Collected data entries:

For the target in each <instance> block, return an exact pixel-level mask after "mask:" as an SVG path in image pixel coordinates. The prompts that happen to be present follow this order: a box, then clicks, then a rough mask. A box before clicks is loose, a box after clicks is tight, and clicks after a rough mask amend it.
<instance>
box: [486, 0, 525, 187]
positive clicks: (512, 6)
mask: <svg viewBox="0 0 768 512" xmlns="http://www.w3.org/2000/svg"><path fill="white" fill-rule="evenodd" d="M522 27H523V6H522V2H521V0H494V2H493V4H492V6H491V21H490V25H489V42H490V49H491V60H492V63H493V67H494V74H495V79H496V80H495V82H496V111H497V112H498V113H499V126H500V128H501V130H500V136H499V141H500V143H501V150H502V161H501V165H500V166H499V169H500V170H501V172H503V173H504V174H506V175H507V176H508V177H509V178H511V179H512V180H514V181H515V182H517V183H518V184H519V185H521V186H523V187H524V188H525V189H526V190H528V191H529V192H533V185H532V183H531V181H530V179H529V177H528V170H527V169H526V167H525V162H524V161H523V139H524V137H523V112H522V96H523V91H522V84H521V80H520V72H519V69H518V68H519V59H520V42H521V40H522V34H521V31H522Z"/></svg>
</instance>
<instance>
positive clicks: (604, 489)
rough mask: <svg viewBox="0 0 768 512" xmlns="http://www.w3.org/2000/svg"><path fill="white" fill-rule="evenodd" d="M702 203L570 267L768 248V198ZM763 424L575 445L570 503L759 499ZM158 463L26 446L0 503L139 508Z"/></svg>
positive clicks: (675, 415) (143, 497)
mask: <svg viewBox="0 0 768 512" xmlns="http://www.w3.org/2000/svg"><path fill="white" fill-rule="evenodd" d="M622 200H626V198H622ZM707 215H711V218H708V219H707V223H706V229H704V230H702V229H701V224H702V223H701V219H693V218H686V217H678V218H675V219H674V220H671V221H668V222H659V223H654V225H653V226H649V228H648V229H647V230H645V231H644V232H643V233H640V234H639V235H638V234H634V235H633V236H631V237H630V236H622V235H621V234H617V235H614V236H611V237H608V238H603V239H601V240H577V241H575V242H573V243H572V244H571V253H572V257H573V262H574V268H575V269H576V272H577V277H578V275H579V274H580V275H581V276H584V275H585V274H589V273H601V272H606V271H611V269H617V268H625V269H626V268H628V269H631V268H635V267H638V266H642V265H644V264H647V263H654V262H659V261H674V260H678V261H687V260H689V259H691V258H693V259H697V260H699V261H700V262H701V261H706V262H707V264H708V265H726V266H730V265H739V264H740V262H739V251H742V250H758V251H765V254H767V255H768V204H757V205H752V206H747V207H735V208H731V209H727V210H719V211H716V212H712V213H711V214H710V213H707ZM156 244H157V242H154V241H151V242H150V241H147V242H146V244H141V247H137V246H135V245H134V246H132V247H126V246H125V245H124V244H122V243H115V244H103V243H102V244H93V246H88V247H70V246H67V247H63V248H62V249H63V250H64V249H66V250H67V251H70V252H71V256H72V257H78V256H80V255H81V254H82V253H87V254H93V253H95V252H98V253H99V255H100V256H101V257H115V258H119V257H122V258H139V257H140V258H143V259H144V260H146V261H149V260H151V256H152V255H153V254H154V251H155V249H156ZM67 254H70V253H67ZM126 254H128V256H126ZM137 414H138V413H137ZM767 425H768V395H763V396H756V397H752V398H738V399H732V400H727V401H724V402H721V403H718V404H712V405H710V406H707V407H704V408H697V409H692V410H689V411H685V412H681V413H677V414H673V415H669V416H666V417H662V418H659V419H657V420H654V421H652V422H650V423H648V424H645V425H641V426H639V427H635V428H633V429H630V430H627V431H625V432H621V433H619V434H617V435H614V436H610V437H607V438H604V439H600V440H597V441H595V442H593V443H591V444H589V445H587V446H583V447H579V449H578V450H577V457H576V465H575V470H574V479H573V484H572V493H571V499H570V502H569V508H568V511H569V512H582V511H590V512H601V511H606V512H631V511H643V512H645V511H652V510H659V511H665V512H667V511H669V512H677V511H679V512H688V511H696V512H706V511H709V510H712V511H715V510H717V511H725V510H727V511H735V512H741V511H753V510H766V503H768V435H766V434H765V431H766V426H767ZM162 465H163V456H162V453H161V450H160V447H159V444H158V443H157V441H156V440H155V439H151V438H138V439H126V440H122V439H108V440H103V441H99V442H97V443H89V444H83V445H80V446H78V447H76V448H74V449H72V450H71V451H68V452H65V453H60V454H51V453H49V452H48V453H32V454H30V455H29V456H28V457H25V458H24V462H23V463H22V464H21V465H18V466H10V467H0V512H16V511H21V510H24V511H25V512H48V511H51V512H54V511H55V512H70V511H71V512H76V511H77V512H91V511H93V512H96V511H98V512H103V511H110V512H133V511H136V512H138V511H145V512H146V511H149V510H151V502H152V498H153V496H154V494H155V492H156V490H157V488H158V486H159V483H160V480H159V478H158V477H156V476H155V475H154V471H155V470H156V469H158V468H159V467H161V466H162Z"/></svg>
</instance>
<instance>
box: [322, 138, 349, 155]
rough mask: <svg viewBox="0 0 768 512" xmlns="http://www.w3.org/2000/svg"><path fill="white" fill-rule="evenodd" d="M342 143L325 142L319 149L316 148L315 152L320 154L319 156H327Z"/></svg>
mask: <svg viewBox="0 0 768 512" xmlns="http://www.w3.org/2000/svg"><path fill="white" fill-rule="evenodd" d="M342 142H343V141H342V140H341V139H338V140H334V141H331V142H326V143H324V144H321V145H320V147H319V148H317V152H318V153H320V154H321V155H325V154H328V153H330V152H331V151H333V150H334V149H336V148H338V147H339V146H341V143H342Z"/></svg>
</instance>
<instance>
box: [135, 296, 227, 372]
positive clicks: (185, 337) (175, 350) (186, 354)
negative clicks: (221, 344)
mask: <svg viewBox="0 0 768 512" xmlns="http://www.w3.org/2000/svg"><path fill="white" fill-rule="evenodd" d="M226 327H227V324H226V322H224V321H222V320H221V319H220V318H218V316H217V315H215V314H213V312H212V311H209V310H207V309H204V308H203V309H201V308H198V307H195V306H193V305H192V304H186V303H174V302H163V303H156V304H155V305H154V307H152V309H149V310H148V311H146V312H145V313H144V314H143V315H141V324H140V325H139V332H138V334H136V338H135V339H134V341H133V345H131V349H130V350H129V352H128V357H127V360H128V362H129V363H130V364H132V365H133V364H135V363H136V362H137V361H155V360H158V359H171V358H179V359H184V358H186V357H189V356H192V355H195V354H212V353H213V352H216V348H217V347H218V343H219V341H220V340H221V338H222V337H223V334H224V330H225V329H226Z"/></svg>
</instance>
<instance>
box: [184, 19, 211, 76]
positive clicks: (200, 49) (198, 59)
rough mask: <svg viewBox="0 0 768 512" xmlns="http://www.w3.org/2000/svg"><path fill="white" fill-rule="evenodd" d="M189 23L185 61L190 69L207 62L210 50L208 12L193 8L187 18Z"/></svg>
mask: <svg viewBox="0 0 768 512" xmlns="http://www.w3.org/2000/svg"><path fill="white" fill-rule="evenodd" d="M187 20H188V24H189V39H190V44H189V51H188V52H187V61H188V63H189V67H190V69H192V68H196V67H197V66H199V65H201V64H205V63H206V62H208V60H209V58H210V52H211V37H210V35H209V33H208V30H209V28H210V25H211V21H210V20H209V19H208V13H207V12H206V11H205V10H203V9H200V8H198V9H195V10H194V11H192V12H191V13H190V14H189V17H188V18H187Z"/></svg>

Task to complete:
Every entry above needs to be duplicated exactly.

Output for this exercise:
For the target in each <instance> block, return an exact pixel-level mask after "mask:" as an SVG path in image pixel coordinates. The prompts that happen to be present follow this order: a box, then clicks, then a rough mask. A box before clicks is loose, a box after clicks is tight, and clicks after a rough mask amend it.
<instance>
box: [486, 0, 525, 187]
positive clicks: (512, 6)
mask: <svg viewBox="0 0 768 512" xmlns="http://www.w3.org/2000/svg"><path fill="white" fill-rule="evenodd" d="M522 27H523V6H522V2H521V0H494V2H493V4H492V6H491V21H490V25H489V42H490V49H491V60H492V63H493V67H494V74H495V79H496V80H495V82H496V111H497V112H498V113H499V126H500V128H501V130H500V136H499V141H500V143H501V150H502V161H501V165H500V166H499V169H500V170H501V172H503V173H504V174H506V175H507V176H508V177H509V178H511V179H512V180H514V181H515V182H517V183H518V184H519V185H521V186H523V187H524V188H525V189H526V190H528V191H529V192H533V185H532V183H531V181H530V179H529V177H528V170H527V169H526V167H525V162H524V161H523V139H524V137H523V112H522V96H523V91H522V84H521V80H520V72H519V69H518V68H519V59H520V42H521V40H522V34H521V31H522Z"/></svg>
</instance>
<instance>
positive clicks: (604, 489)
rough mask: <svg viewBox="0 0 768 512" xmlns="http://www.w3.org/2000/svg"><path fill="white" fill-rule="evenodd" d="M702 203L570 267L768 248V198ZM763 424L575 445L570 503L759 499ZM158 463L26 446L0 503L139 508Z"/></svg>
positive clicks: (675, 415) (143, 497)
mask: <svg viewBox="0 0 768 512" xmlns="http://www.w3.org/2000/svg"><path fill="white" fill-rule="evenodd" d="M622 200H626V198H622ZM707 215H711V218H708V219H707V223H706V229H704V230H702V229H701V224H702V223H701V219H693V218H686V217H678V218H675V219H674V220H671V221H668V222H659V223H654V225H653V226H649V228H648V229H647V230H645V231H644V232H643V233H640V234H639V235H638V234H634V235H633V236H631V237H630V236H622V235H621V234H617V235H614V236H611V237H608V238H603V239H601V240H577V241H575V242H573V243H572V244H571V253H572V257H573V262H574V268H575V269H576V272H577V277H578V275H579V274H580V275H581V276H584V275H585V274H589V273H601V272H606V271H611V269H617V268H625V269H626V268H628V269H631V268H635V267H638V266H642V265H644V264H647V263H654V262H659V261H674V260H678V261H687V260H689V259H691V258H693V259H697V260H699V261H700V262H701V261H706V262H707V264H708V265H726V266H730V265H739V264H740V262H739V251H742V250H758V251H765V254H767V255H768V204H757V205H752V206H747V207H735V208H731V209H727V210H719V211H716V212H712V213H711V214H710V213H707ZM156 244H157V242H154V241H151V242H150V241H147V242H146V244H141V247H137V246H135V245H134V246H132V247H126V246H125V245H124V244H122V243H115V244H103V243H102V244H93V246H88V247H70V246H67V247H63V248H62V249H63V250H64V249H66V250H67V251H70V252H71V256H72V257H78V256H80V255H81V254H82V253H87V254H93V253H95V252H98V253H99V255H100V256H101V257H115V258H119V257H122V258H139V257H140V258H143V259H144V260H146V261H149V260H151V256H152V255H153V254H154V251H155V249H156ZM67 254H70V253H67ZM126 254H128V256H126ZM137 414H138V413H137ZM767 425H768V395H763V396H756V397H752V398H738V399H732V400H727V401H724V402H721V403H718V404H712V405H710V406H707V407H704V408H697V409H692V410H689V411H685V412H681V413H677V414H673V415H669V416H666V417H662V418H659V419H657V420H654V421H652V422H650V423H648V424H645V425H641V426H639V427H635V428H633V429H630V430H627V431H625V432H621V433H619V434H617V435H614V436H610V437H607V438H604V439H600V440H597V441H595V442H593V443H591V444H589V445H587V446H583V447H579V449H578V450H577V457H576V465H575V470H574V479H573V484H572V493H571V499H570V502H569V508H568V511H569V512H582V511H590V512H601V511H606V512H631V511H643V512H645V511H652V510H659V511H665V512H667V511H669V512H677V511H679V512H688V511H696V512H706V511H709V510H712V511H715V510H717V511H725V510H727V511H735V512H741V511H753V510H766V503H768V435H766V434H765V431H766V426H767ZM162 465H163V456H162V453H161V450H160V447H159V444H158V443H157V441H156V440H155V439H151V438H138V439H126V440H122V439H108V440H103V441H99V442H97V443H89V444H83V445H80V446H78V447H76V448H74V449H72V450H71V451H68V452H65V453H60V454H51V453H49V452H48V453H32V454H30V455H29V456H28V457H25V458H24V462H23V463H22V464H21V465H18V466H10V467H0V512H16V511H21V510H24V511H25V512H48V511H51V512H54V511H55V512H70V511H71V512H76V511H77V512H91V511H93V512H96V511H98V512H103V511H110V512H133V511H136V512H138V511H145V512H146V511H149V510H151V502H152V498H153V496H154V494H155V492H156V490H157V488H158V486H159V483H160V480H159V478H158V477H156V476H155V475H154V471H155V470H156V469H158V468H159V467H161V466H162Z"/></svg>
</instance>
<instance>
box: [322, 138, 349, 155]
rough mask: <svg viewBox="0 0 768 512" xmlns="http://www.w3.org/2000/svg"><path fill="white" fill-rule="evenodd" d="M342 143L325 142L319 149L316 148L315 152L320 154L319 156H327Z"/></svg>
mask: <svg viewBox="0 0 768 512" xmlns="http://www.w3.org/2000/svg"><path fill="white" fill-rule="evenodd" d="M342 142H343V141H342V140H341V139H338V140H334V141H331V142H326V143H324V144H321V145H320V147H319V148H317V152H318V153H320V154H321V155H325V154H328V153H330V152H331V151H333V150H334V149H336V148H338V147H339V146H341V143H342Z"/></svg>
</instance>
<instance>
box: [135, 296, 227, 372]
positive clicks: (185, 337) (175, 350) (186, 354)
negative clicks: (221, 344)
mask: <svg viewBox="0 0 768 512" xmlns="http://www.w3.org/2000/svg"><path fill="white" fill-rule="evenodd" d="M226 327H227V324H226V322H224V321H222V320H221V319H220V318H218V316H217V315H215V314H213V312H212V311H209V310H207V309H204V308H203V309H201V308H198V307H195V306H193V305H192V304H186V303H174V302H163V303H156V304H155V305H154V307H152V309H149V310H148V311H146V312H145V313H144V314H143V315H141V324H140V325H139V332H138V334H136V338H135V339H134V341H133V345H131V349H130V350H129V352H128V357H127V360H128V362H129V363H130V364H132V365H133V364H135V363H136V362H137V361H155V360H158V359H171V358H179V359H184V358H186V357H189V356H192V355H195V354H212V353H213V352H216V348H217V347H218V343H219V341H220V340H221V338H222V337H223V334H224V330H225V329H226Z"/></svg>
</instance>
<instance>
box: [184, 19, 211, 76]
positive clicks: (200, 49) (198, 59)
rough mask: <svg viewBox="0 0 768 512" xmlns="http://www.w3.org/2000/svg"><path fill="white" fill-rule="evenodd" d="M189 23L185 61L190 69L207 62L210 50L208 12L193 8L187 18Z"/></svg>
mask: <svg viewBox="0 0 768 512" xmlns="http://www.w3.org/2000/svg"><path fill="white" fill-rule="evenodd" d="M187 20H188V24H189V39H190V44H189V51H188V52H187V61H188V63H189V67H190V69H192V68H196V67H197V66H199V65H201V64H205V63H206V62H208V60H209V58H210V52H211V37H210V35H209V33H208V30H209V28H210V25H211V21H210V20H209V19H208V13H207V12H206V11H205V10H203V9H200V8H198V9H195V10H194V11H192V12H191V13H190V14H189V17H188V18H187Z"/></svg>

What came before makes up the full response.